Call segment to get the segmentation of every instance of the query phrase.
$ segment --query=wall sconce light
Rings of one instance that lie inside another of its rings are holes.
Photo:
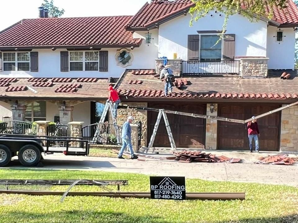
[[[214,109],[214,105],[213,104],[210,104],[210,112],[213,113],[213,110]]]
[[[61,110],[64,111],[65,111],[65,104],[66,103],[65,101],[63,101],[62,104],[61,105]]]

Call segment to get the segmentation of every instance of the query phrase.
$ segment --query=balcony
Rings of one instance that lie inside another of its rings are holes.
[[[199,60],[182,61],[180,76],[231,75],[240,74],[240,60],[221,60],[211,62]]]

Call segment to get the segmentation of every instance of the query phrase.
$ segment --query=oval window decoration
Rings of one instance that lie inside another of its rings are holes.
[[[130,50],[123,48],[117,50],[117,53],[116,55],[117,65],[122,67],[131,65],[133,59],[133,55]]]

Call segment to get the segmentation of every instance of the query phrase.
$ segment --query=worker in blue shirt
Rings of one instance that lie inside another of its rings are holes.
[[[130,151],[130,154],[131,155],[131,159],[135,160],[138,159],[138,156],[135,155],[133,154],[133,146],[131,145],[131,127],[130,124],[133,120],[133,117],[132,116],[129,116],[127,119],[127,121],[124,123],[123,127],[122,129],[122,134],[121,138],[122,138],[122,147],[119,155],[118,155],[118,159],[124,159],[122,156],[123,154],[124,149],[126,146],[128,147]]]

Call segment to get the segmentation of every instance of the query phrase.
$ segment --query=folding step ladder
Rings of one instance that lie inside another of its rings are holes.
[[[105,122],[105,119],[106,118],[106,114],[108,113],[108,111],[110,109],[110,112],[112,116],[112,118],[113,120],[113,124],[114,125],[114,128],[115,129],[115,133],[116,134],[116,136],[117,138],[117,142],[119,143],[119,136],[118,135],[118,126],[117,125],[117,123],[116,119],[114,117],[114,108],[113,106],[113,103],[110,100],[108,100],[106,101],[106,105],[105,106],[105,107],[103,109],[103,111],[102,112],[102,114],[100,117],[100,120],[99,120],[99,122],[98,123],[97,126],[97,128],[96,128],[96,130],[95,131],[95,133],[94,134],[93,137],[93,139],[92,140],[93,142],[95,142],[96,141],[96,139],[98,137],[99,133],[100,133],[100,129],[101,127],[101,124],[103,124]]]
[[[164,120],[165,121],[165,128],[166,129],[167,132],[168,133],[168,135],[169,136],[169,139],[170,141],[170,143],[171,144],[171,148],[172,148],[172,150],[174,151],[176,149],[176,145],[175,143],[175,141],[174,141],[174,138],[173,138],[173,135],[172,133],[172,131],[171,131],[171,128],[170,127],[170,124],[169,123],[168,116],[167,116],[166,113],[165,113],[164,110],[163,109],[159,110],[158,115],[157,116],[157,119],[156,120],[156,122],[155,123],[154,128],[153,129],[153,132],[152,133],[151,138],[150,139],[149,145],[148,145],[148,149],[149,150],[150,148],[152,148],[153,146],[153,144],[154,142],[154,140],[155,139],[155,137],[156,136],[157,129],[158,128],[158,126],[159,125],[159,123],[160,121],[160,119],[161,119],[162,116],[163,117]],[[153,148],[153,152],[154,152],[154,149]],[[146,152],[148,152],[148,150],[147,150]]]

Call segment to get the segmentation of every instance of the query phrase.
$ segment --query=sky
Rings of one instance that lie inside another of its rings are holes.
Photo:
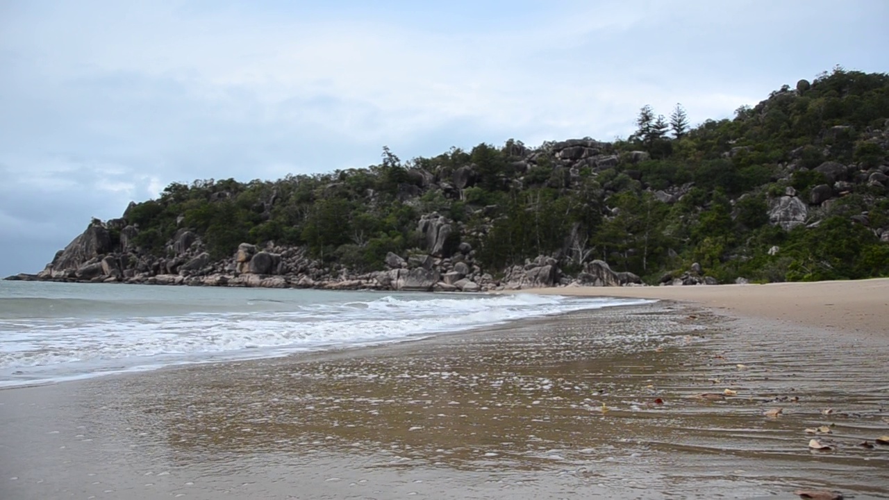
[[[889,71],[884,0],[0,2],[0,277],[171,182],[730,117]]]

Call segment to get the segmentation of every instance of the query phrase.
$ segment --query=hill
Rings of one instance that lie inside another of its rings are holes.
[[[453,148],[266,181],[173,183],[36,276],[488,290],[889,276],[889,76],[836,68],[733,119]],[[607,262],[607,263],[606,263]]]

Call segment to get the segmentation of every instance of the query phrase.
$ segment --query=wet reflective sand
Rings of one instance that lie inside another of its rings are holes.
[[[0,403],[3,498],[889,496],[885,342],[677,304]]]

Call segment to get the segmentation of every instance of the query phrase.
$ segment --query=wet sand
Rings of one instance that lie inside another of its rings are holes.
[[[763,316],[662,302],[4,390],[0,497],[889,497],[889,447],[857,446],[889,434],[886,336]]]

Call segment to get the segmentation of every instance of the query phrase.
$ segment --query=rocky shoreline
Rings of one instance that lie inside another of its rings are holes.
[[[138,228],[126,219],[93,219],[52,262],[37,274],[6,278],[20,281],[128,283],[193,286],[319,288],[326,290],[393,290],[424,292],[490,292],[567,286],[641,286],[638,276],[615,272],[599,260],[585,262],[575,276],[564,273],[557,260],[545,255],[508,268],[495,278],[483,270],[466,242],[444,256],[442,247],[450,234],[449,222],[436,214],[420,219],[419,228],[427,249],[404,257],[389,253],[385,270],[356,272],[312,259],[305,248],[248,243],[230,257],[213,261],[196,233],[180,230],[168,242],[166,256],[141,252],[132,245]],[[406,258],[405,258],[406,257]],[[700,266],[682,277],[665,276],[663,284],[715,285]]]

__________________________________________________

#### Short task:
Write the lines above out again exactly, without any of their pictures.

#### Solution to this task:
Call segment to get the segmentation of every instance of the query phrase.
$ segment --query=wall sconce light
Rings of one instance that lie inside another of its rings are holes.
Photo:
[[[214,109],[214,105],[213,104],[210,104],[210,112],[213,113],[213,110]]]
[[[61,110],[64,111],[65,111],[65,104],[66,103],[65,101],[63,101],[62,104],[61,105]]]

Call segment to get the segmentation of every instance of the query phrase.
$ segment --query=balcony
Rings of one instance that lie inside another of its rings are holes.
[[[199,60],[182,61],[180,76],[231,75],[240,74],[240,60],[221,60],[211,62]]]

Call segment to get the segmentation of every instance of the query phrase.
$ segment --query=oval window decoration
Rings of one instance that lie inside another of its rings are holes.
[[[130,50],[123,48],[117,50],[117,53],[116,55],[117,65],[122,67],[131,65],[133,59],[133,55]]]

Call segment to get the segmentation of every instance of the query phrase.
$ segment --query=worker in blue shirt
Rings of one instance that lie inside another of its rings are holes.
[[[130,151],[130,154],[131,155],[131,159],[135,160],[138,159],[138,156],[135,155],[133,154],[133,146],[131,145],[131,127],[130,124],[133,120],[133,117],[132,116],[129,116],[127,119],[127,121],[124,123],[123,127],[122,129],[122,134],[121,138],[122,138],[122,147],[119,155],[118,155],[118,159],[124,159],[122,156],[123,154],[124,149],[126,146],[128,147]]]

Call segment to get the segmentation of every instance of the query phrase.
$ segment --query=folding step ladder
Rings of one instance that lie inside another of its rings are holes.
[[[105,122],[105,119],[106,118],[106,114],[108,113],[108,111],[110,109],[110,112],[112,116],[112,118],[113,120],[113,124],[114,125],[114,128],[115,129],[115,133],[116,134],[116,136],[117,138],[117,142],[119,143],[119,136],[118,135],[118,126],[117,125],[117,123],[116,119],[114,117],[114,108],[113,106],[113,103],[110,100],[108,100],[106,101],[106,105],[105,106],[105,107],[103,109],[103,111],[102,112],[102,114],[100,117],[100,120],[99,120],[99,122],[98,123],[97,126],[97,128],[96,128],[96,130],[95,131],[95,133],[94,134],[93,137],[93,139],[92,140],[93,142],[95,142],[96,141],[96,139],[98,137],[99,133],[100,133],[100,129],[101,127],[101,124],[103,124]]]
[[[164,120],[165,121],[165,128],[166,129],[167,132],[168,133],[168,135],[169,136],[169,139],[170,141],[170,143],[171,144],[171,148],[172,148],[172,150],[174,151],[176,149],[176,145],[175,143],[175,141],[174,141],[174,138],[173,138],[173,135],[172,133],[172,131],[171,131],[171,128],[170,127],[170,124],[169,123],[168,116],[167,116],[166,113],[165,113],[164,110],[163,109],[159,110],[158,115],[157,116],[157,119],[156,120],[156,122],[155,123],[154,128],[153,129],[153,132],[152,133],[151,138],[150,139],[149,145],[148,145],[148,149],[149,150],[150,148],[152,148],[153,146],[153,144],[154,142],[154,140],[155,139],[155,137],[156,136],[157,129],[158,128],[158,126],[159,125],[159,123],[160,121],[160,119],[161,119],[162,116],[163,117]],[[153,148],[153,152],[154,152],[154,149]],[[146,152],[148,152],[148,150],[147,150]]]

Call segment to get the segmentation of every instance of the query phrase.
$ segment --query=sky
Rings of one instance that lie inside another of its rings are holes.
Photo:
[[[889,71],[884,0],[0,2],[0,277],[171,182],[730,117]]]

Call segment to get the segmentation of every instance of the query phrase.
$ segment --query=hill
Rings of one instance that lie inside another of its rings are holes.
[[[453,148],[266,181],[173,183],[36,276],[488,290],[889,276],[889,76],[836,68],[733,119]],[[607,262],[607,263],[606,263]]]

Call segment to get the segmentation of every instance of the query phrase.
$ segment --query=wet reflective sand
Rings of one instance that lie inside another of its rings are holes.
[[[0,403],[3,498],[889,496],[885,342],[677,304]]]

Call segment to get the segmentation of every instance of the query phrase.
$ segment --query=wet sand
Rings of one instance that lie inside another of its rings are holes.
[[[763,316],[662,302],[4,390],[0,497],[889,497],[889,447],[857,446],[889,434],[886,336]]]

Call segment to get the segmentation of every instance of the query phrase.
$ segment --query=rocky shoreline
Rings of one instance that lie inside another of its rings are holes.
[[[138,228],[126,219],[93,219],[52,262],[37,274],[6,278],[20,281],[128,283],[193,286],[319,288],[326,290],[393,290],[424,292],[490,292],[567,286],[641,286],[638,276],[615,272],[599,260],[585,262],[575,276],[564,273],[557,260],[545,255],[508,268],[495,278],[483,270],[466,242],[444,256],[442,247],[450,234],[449,222],[436,214],[420,219],[419,228],[427,249],[404,257],[389,253],[385,270],[356,272],[312,259],[305,248],[248,243],[230,257],[213,261],[196,233],[180,230],[168,242],[166,256],[141,252],[132,245]],[[406,258],[405,258],[406,257]],[[700,266],[682,277],[665,276],[663,284],[715,285]]]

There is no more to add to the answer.